-- TEXT EXCERPT follows --

I do not believe that any Minister, civil servant or doctor genuinely believes that the children whom we are considering this morning have received their severe afflictions in any way other than as a consequence of vaccine damage. Suggestions that those children would have experienced mental or physical handicap quite independently of their involvement in the campaign of mass vaccination are offensive and are not borne out by the facts. Nor is there evidence to suggest that the injuries have necessarily come about as a consequence of negligence on the part of the drugs companies manufacturing the vaccines. I do not believe that any Minister, properly informed civil servant or public health official believes that the argument can be sustained that the children were damaged by medical negligence. The simple, straightforward, inescapable fact is that in mass vaccination campaigns, such as those for measles, mumps and rubella or for polio, statistically a tiny percentage of children will, it appears, experience adverse consequences that could not have been predicted, and which will be devastating for them and their parents for the rest of their lives.

-- TEXT EXCERPT concluded --
-- DATASET follows --

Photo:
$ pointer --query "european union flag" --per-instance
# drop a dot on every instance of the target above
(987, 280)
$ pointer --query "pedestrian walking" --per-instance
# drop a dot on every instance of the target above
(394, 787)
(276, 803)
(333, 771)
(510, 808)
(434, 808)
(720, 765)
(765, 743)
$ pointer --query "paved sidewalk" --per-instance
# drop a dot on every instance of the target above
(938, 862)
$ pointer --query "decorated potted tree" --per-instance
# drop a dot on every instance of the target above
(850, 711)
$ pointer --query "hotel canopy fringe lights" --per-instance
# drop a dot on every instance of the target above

-- DATASET concluded --

* REQUIRED ACTIONS:
a) Answer these questions from the speech on vaccine damage:
(i) Which suggestions does the speaker call offensive?
(ii) Whose negligence does the speaker say there is no evidence for?
(iii) Which mass vaccination campaigns are named as examples?
b) Supply the next part of the speech on vaccine damage, carrying on from its final sentence.
The entries are separate material with no connection to the speech on vaccine damage.

* OUTPUTS BY TASK:
a)
(i) The suggestions that those children would have experienced mental or physical handicap quite independently of their involvement in the campaign of mass vaccination.
(ii) The drugs companies manufacturing the vaccines.
(iii) The campaigns for measles, mumps and rubella, and for polio.

b)
It is in the interest of the totality of the community—the public good or the commonwealth—that the relevant vaccinations should be taken up by the overwhelming majority of parents and should thus succeed. The consequence, as night follows day, is that we—society, the state or the commonwealth—should properly compensate, support and indemnify the children who tragically are not, in the event, protected by such mass vaccination but severely injured and damaged. I suspect that most, if not all, hon. Members taking part in the debate have a constituent or constituents who, sadly, fall into that group and whose parents have been battling for some time to ensure financial support for their children. A young constituent of mine, Hamish Thompson, who is now aged two, contracted paralytic poliomyelitis 10 days after receiving his polio vaccine in December 1997.

I note that the issue of proof of causation often arose in debates in the House on the Vaccine Damage Payments Act 1979. Ministers tend to suggest that there is no proof that the vaccine has directly caused the recipient's condition, as it is difficult to prove the link between brain damage and the whooping cough and measles, mumps and rubella vaccines.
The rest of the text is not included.